# Information provided
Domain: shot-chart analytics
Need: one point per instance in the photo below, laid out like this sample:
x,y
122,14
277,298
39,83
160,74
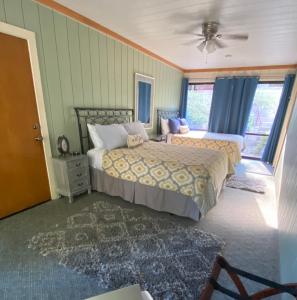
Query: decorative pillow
x,y
184,129
97,142
165,126
136,128
174,125
183,122
113,136
134,140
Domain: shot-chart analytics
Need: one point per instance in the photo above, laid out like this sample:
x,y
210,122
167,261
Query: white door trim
x,y
30,37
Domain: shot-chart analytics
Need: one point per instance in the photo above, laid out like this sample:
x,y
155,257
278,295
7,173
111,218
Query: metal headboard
x,y
102,116
165,114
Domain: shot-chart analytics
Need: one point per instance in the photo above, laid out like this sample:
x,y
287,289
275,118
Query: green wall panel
x,y
82,67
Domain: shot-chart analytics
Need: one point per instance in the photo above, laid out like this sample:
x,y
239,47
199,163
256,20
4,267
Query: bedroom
x,y
87,57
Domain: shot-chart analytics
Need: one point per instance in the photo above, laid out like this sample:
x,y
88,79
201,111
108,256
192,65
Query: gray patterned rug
x,y
119,246
247,184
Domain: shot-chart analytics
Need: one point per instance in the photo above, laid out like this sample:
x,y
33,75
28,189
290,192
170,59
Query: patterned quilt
x,y
176,168
229,147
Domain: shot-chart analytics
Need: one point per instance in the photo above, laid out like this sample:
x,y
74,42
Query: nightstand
x,y
72,175
157,137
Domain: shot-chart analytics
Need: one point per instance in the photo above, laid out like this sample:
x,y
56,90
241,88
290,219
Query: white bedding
x,y
95,157
213,136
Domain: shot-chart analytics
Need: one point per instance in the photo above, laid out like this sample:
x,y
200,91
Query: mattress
x,y
180,169
95,157
238,139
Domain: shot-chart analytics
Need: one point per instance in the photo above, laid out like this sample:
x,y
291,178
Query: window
x,y
198,105
262,115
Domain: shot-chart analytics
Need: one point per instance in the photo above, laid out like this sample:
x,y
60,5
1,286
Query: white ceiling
x,y
154,24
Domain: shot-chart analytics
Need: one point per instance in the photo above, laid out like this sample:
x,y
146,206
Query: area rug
x,y
247,184
123,245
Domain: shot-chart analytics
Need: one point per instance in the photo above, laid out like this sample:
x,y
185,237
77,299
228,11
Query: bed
x,y
164,177
231,144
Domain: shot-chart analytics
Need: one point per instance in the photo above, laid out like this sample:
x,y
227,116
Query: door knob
x,y
38,138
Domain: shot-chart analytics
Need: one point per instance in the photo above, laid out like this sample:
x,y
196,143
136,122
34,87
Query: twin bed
x,y
231,144
166,177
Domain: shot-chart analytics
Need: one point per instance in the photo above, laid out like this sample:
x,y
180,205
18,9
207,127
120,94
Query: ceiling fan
x,y
210,39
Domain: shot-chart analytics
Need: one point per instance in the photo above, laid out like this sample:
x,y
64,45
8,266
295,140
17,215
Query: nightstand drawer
x,y
78,173
77,163
79,184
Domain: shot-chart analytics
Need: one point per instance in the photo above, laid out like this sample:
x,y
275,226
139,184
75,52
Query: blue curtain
x,y
231,104
184,98
144,102
271,145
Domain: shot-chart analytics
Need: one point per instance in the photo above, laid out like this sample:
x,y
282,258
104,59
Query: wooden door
x,y
23,174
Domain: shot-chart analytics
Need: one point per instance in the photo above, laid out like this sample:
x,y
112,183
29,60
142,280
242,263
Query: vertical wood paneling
x,y
65,80
118,74
75,63
2,11
82,67
124,53
14,12
84,46
95,68
103,70
111,75
130,78
52,69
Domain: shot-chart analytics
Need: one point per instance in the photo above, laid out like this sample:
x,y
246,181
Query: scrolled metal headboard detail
x,y
102,116
165,114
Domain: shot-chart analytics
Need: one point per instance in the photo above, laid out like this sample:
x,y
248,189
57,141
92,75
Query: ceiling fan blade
x,y
211,46
242,37
188,29
219,43
199,34
192,42
202,46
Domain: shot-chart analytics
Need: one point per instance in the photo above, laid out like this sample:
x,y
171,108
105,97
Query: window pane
x,y
264,107
254,145
262,115
198,106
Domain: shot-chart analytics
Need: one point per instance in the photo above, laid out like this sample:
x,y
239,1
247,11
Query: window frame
x,y
201,83
261,134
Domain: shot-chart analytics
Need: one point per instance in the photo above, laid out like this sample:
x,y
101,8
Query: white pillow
x,y
96,140
165,126
113,136
184,129
134,128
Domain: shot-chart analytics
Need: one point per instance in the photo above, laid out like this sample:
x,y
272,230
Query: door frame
x,y
29,36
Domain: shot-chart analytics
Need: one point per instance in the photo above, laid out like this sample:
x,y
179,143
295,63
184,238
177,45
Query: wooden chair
x,y
242,294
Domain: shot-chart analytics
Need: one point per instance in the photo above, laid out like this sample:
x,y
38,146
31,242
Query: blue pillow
x,y
183,122
174,125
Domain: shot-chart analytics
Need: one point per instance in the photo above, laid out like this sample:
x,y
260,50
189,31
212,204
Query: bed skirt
x,y
153,197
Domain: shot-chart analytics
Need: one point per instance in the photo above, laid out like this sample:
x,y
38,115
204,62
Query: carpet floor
x,y
245,221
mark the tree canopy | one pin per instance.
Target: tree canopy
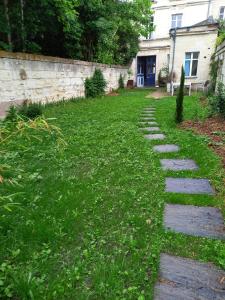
(105, 31)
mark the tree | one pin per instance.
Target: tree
(180, 98)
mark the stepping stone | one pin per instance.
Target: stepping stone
(148, 123)
(147, 118)
(155, 136)
(151, 129)
(189, 186)
(194, 220)
(187, 279)
(178, 164)
(166, 148)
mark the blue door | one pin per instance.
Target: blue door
(150, 70)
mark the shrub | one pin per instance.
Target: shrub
(121, 82)
(217, 102)
(95, 86)
(180, 99)
(12, 114)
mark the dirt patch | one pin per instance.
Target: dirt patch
(214, 128)
(158, 94)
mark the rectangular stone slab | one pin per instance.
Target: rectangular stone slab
(151, 129)
(146, 118)
(194, 220)
(166, 148)
(148, 123)
(178, 164)
(156, 136)
(187, 279)
(189, 186)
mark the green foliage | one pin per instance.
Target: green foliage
(98, 228)
(12, 114)
(180, 98)
(121, 82)
(95, 86)
(94, 30)
(217, 101)
(214, 64)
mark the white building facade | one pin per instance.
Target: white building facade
(185, 34)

# Task to carry out
Reproduce the material word for word, starting at the line that contains "mark the dirt patch | one pin per instance." and ending at the final line of the material.

# Result of the exercise
mark the dirt patch | one pin per instance.
Target: dirt patch
(214, 128)
(158, 94)
mark the rectangular stone slab | one pin per instance.
Target: rectangular stone slab
(151, 129)
(146, 118)
(194, 220)
(166, 148)
(148, 123)
(178, 164)
(156, 136)
(187, 279)
(189, 186)
mark the green foliage | one pin per instance.
Target: green foliage
(98, 228)
(12, 114)
(180, 98)
(121, 82)
(95, 86)
(94, 30)
(217, 101)
(214, 64)
mark the white building facade | one pin per instance.
Target: white building facade
(185, 34)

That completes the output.